What you will do:
1. Answer these questions using the forum thread about the goanna bite on Straddy.
(a) Which user started the thread, and on what date?
(b) What explanation does Surfcop24 offer for the bite?
(c) According to Imported_tuatara's second post, what does that explanation show?
2. Write what comes next in the forum thread about the goanna bite on Straddy, picking up after the last post shown.

Source passage:
>> begin

# 8yr old girl bitten by goanna on Straddy



## RoryBreaker (Jan 24, 2019)

https://www.theguardian.com/austral...asty-and-savage-attack-on-beach-near-brisbane

Its the monitor's turn for some hate.


----------



## Imported_tuatara (Jan 24, 2019)

wonder why it bit her? most monitors don't just go for people. either people in the area have been a bit too nice to the wild monitors or she harassed it, either way it must've hurt quite a bit


----------



## Surfcop24 (Jan 24, 2019)

Probably because too many people feed them, and they become accustomed to people, and being fed by them. 
So the Rep then goes looking for a feed when people are around.


----------



## Imported_tuatara (Jan 24, 2019)

Surfcop24 said:


> Probably because too many people feed them, and they become accustomed to people, and being fed by them.
> So the Rep then goes looking for a feed when people are around.


 perfect example as to why you should never feed wild animals


----------



## nuttylizardguy (Jan 25, 2019)

>> end

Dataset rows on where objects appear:
>> begin

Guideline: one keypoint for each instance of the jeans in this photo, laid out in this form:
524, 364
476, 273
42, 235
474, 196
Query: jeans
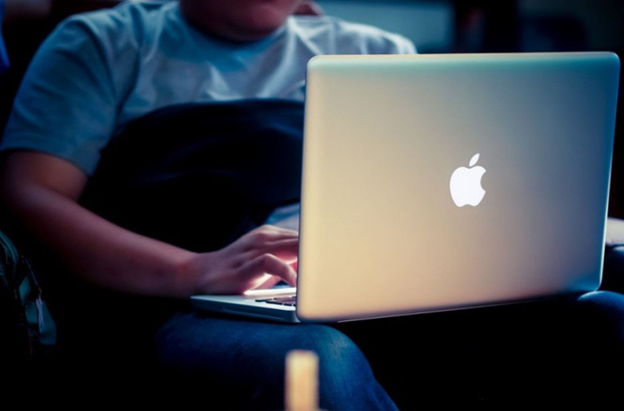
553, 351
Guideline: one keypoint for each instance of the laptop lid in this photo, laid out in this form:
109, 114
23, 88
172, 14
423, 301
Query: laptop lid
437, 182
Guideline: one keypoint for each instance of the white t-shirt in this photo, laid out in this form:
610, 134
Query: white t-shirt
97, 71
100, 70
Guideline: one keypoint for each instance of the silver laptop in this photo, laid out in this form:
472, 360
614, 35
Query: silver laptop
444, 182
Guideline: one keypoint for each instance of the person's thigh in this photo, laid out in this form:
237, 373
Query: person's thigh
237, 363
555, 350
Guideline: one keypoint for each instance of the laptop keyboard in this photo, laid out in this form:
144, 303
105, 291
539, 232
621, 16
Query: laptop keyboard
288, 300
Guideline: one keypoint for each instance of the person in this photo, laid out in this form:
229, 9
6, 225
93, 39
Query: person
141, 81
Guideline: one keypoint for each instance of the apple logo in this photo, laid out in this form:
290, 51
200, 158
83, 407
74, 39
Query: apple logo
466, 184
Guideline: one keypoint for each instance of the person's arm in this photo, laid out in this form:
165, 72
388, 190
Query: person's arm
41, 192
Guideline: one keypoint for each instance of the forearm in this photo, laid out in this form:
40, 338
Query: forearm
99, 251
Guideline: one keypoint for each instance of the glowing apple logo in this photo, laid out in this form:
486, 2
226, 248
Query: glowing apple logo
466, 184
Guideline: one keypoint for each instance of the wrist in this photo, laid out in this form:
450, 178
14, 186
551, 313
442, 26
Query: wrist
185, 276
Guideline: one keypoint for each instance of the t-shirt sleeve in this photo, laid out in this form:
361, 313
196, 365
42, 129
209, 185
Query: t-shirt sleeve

>> end

Answers by task:
1.
(a) RoryBreaker started the thread on Jan 24, 2019.
(b) Too many people feed the monitors, so they grow used to people and to being fed, and then go looking for food when people are around.
(c) It shows why you should never feed wild animals.

2.
She wont do that again.


----------



## mrkos (Jan 26, 2019)

nuttylizardguy said:


> She wont do that again.


Do what exactly?walk past a picnic area on an extremely hot day and accidentally cop a bite from an extremely over fed and confident lace monitor do you think she was pulling on its tail like a dog ffs.


----------



## Tobe404 (Jan 26, 2019)

mrkos said:


> Do what exactly?walk past a picnic area on an extremely hot day and accidentally cop a bite from an extremely over fed and confident lace monitor do you think she was pulling on its tail like a dog ffs.



That made me lol.

But yeah, with the limited experience I've had with Monitors. They don't just bite out of no where. Usually give you warnings to back off first and bite as a last resort.

Haven't been bitten by mine since it was 2 months old. When it did bite me it was my fault. People just fail to realise that for whatever reason.


----------



## mrkos (Jan 26, 2019)

Tobe404 said:


> That made me lol.
> 
> But yeah, with the limited experience I've had with Monitors. They don't just bite out of no where. Usually give you warnings to back off first and bite as a last resort.
> 
> Haven't been bitten by mine since it was 2 months old. When it did bite me it was my fault. People just fail to realise that for whatever reason.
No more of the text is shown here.